What is being asked: Copy each record below without changing a single word.

□ □ □ □

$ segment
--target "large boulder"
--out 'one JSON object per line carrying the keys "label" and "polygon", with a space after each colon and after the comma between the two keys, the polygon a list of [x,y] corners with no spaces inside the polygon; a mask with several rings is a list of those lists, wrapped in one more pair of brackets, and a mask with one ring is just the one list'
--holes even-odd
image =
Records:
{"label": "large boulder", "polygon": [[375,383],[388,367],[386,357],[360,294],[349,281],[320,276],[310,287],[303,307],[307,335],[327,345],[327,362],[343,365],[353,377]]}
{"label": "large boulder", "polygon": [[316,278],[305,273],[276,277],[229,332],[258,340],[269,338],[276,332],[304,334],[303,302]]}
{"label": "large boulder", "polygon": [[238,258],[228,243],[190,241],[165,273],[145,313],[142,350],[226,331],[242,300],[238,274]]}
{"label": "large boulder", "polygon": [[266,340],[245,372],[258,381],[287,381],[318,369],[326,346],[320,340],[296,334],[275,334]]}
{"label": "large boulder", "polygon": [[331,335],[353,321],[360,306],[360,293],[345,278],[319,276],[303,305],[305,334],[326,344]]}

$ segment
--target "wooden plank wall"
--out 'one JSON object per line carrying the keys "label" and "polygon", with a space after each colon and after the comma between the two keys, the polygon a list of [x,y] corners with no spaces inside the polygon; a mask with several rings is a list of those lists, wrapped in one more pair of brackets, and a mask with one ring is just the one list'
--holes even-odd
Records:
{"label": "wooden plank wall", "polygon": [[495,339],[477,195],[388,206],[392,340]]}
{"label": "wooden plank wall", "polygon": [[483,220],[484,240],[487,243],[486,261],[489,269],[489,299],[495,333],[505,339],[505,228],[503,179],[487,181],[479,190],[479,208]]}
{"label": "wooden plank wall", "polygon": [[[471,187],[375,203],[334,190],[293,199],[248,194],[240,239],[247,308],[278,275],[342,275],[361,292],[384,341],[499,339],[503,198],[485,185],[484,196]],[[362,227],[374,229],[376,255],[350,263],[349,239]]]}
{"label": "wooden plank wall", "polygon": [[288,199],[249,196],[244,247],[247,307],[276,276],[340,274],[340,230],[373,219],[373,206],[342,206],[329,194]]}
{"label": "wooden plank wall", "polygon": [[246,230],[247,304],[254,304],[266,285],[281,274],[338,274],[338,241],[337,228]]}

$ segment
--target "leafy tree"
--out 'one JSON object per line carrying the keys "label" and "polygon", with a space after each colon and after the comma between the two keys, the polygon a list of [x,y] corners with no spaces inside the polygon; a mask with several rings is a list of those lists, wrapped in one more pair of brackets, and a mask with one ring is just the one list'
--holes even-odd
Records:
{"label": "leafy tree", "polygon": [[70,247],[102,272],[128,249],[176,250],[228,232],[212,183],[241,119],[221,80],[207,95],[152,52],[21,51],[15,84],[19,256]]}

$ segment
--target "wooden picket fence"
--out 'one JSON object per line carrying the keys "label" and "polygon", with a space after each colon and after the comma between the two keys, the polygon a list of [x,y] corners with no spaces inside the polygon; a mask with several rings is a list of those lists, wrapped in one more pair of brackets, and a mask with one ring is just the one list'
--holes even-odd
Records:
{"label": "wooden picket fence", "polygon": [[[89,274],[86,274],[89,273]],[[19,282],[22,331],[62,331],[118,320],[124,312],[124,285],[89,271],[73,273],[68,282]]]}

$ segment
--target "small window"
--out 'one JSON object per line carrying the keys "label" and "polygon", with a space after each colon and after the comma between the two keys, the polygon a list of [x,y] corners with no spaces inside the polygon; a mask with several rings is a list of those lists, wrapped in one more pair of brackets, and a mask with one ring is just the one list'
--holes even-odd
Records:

□ □ □ □

Problem solution:
$ segment
--target "large boulder"
--out 'one JSON object per line carrying the keys "label" and "polygon", with a space after each colon and after the comma between the two keys, the polygon a list of [x,y] corners with no spaces inside the polygon; a mask with several rings is a list of those lists, wrapped in one more pair of brackets, and a mask with one ring is just the one list'
--holes even-odd
image =
Records:
{"label": "large boulder", "polygon": [[375,383],[388,367],[386,357],[360,294],[349,281],[320,276],[310,287],[303,307],[307,335],[327,345],[327,362],[343,365],[353,377]]}
{"label": "large boulder", "polygon": [[316,278],[305,273],[276,277],[229,332],[258,340],[269,338],[276,332],[304,334],[303,302]]}
{"label": "large boulder", "polygon": [[238,258],[228,243],[190,241],[165,273],[145,313],[142,350],[226,331],[242,300],[238,274]]}
{"label": "large boulder", "polygon": [[266,340],[245,372],[258,381],[287,381],[318,369],[326,346],[320,340],[296,334],[275,334]]}
{"label": "large boulder", "polygon": [[331,335],[353,321],[360,306],[360,293],[345,278],[319,276],[303,305],[305,334],[326,344]]}

$ segment
--target "wooden plank wall"
--out 'one JSON object per line carrying the keys "label" and "polygon", with a space after each colon and after the comma between the two keys, the polygon a list of [x,y] corners with no spaces inside the polygon; a mask with several rings is a list of those lists, wrapped in one more pair of brackets, and a mask with one ring is just the one list'
--holes even-odd
Records:
{"label": "wooden plank wall", "polygon": [[495,339],[477,195],[388,206],[392,340]]}
{"label": "wooden plank wall", "polygon": [[483,220],[484,240],[487,243],[486,261],[489,269],[489,299],[495,333],[505,339],[505,228],[503,179],[487,181],[479,190],[479,208]]}
{"label": "wooden plank wall", "polygon": [[[471,187],[375,203],[334,190],[293,199],[248,194],[240,239],[247,308],[278,275],[342,275],[361,292],[384,341],[499,339],[503,198],[485,185],[484,196]],[[362,227],[374,229],[376,255],[350,263],[349,239]]]}
{"label": "wooden plank wall", "polygon": [[288,199],[249,196],[244,247],[247,307],[276,276],[340,274],[340,230],[373,219],[373,206],[342,206],[329,194]]}
{"label": "wooden plank wall", "polygon": [[246,230],[247,304],[254,304],[266,285],[281,274],[338,274],[338,241],[337,228]]}

$ segment
--target "leafy tree"
--out 'one JSON object per line carrying the keys "label" and "polygon", with a space after each colon and after the comma between the two keys, the polygon a list of [x,y] corners with no spaces inside the polygon; a mask with several rings is a list of those lists, wrapped in one more pair of brackets, and a mask with one ring is just the one list'
--holes even-odd
Records:
{"label": "leafy tree", "polygon": [[70,247],[102,272],[128,249],[176,250],[228,232],[212,183],[241,119],[221,80],[207,95],[152,52],[21,51],[15,84],[19,256]]}

$ segment
--target "wooden picket fence"
--out 'one JSON object per line carrying the keys "label" and "polygon", with a space after each colon and after the comma between the two keys, the polygon a list of [x,y] corners with no spaces inside the polygon; a mask with several rings is a list of those lists, wrapped in one more pair of brackets, and a mask with one ring is just the one list'
--holes even-odd
Records:
{"label": "wooden picket fence", "polygon": [[[89,274],[86,274],[89,273]],[[19,282],[22,331],[62,331],[118,320],[124,312],[124,285],[89,271],[73,273],[68,282]]]}

$ segment
--target "small window"
--out 'one JSON object per line carrying the keys "label" and "polygon", with a space after each colon and after the comma between the two keys, the polygon a list of [x,y] corners with no spaces inside the polygon; a mask with several rings is a list of those lists, wrapped in one more pair of brackets, and a mask with one ring is just the one list'
--holes even-odd
Records:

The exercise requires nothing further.